> _WORK TO DO_
Gather every line below that contains the string "black", and copy each one out in full. Letter case must match.

> _SOURCE DATA_
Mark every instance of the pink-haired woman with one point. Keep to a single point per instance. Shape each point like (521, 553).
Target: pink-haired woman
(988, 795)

--

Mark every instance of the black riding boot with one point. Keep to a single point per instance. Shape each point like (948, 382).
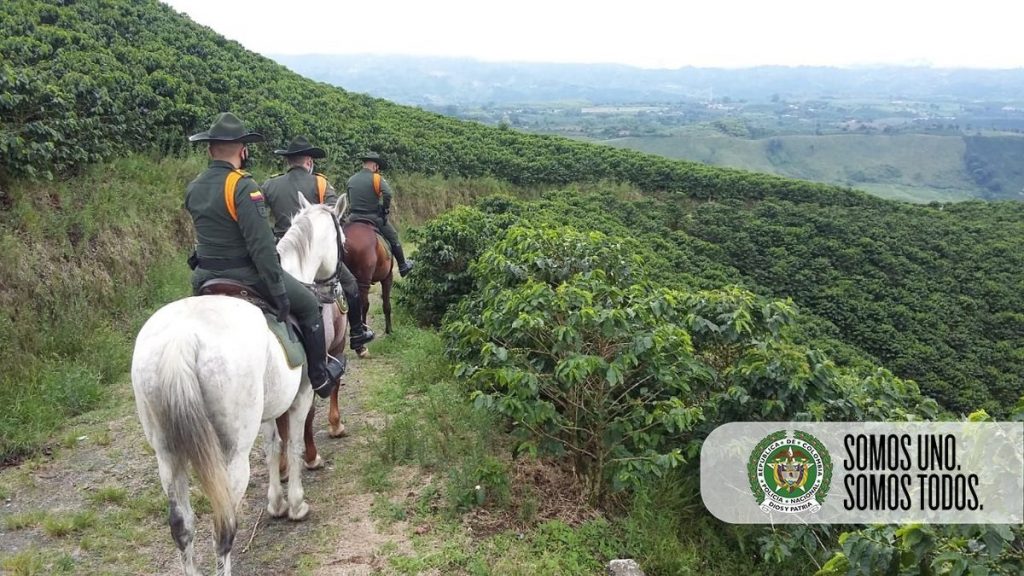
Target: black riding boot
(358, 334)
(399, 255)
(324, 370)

> _COMPLETE ANSWER_
Mark every instance of the black riding boot with one point. Keep to a single point per instance. Shape each point like (948, 382).
Target: black riding boot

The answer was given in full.